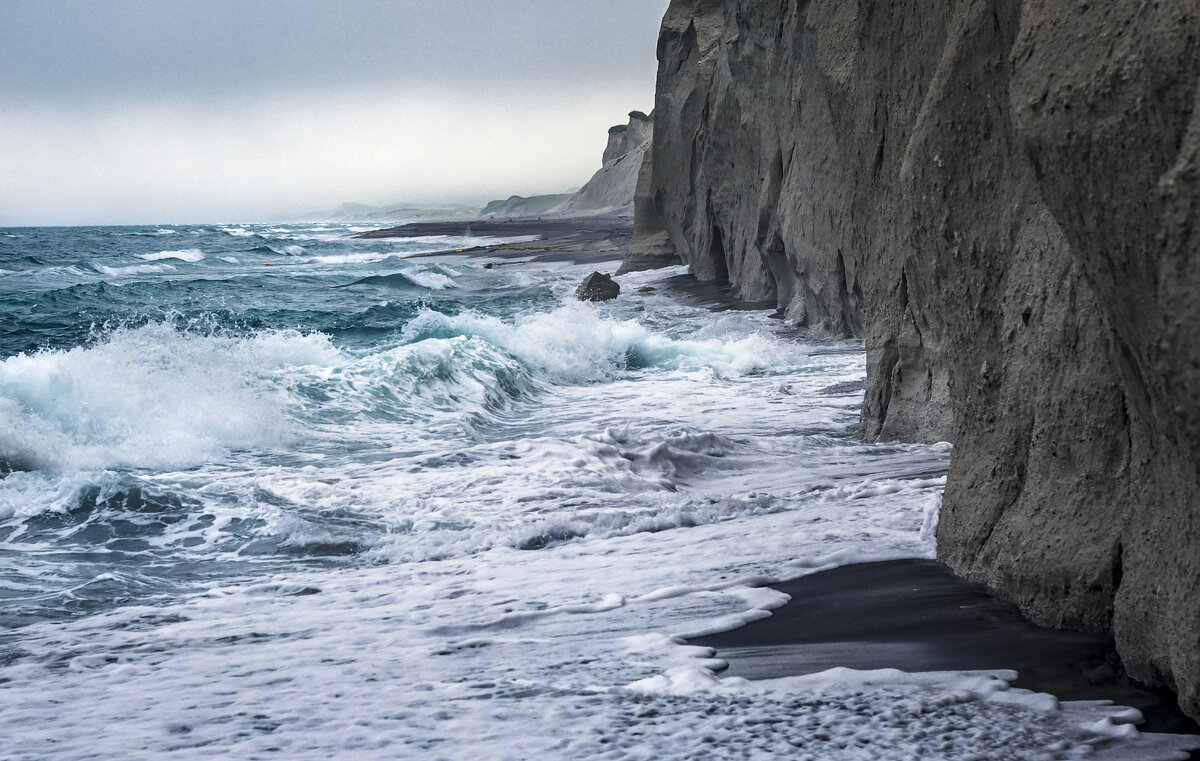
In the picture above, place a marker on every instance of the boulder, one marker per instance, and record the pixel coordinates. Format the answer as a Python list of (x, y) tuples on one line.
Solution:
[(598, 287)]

* * *

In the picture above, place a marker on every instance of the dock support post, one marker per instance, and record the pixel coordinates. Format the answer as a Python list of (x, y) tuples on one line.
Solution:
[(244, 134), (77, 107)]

• _OBJECTIVE_
Add 31 to every pixel coordinate in the answers, then write out again the lines of the records from the line with "the boulder, one" up to and including the line with "[(598, 287)]", with the requests kept unchanged. Give only those lines.

• _FINISHED TASK_
In the picture above, place a marker on every instance of the boulder, one marker per instance, and record the pixel coordinates. Format the answer as a Python list of (x, y) tuples on one line.
Solution:
[(629, 318)]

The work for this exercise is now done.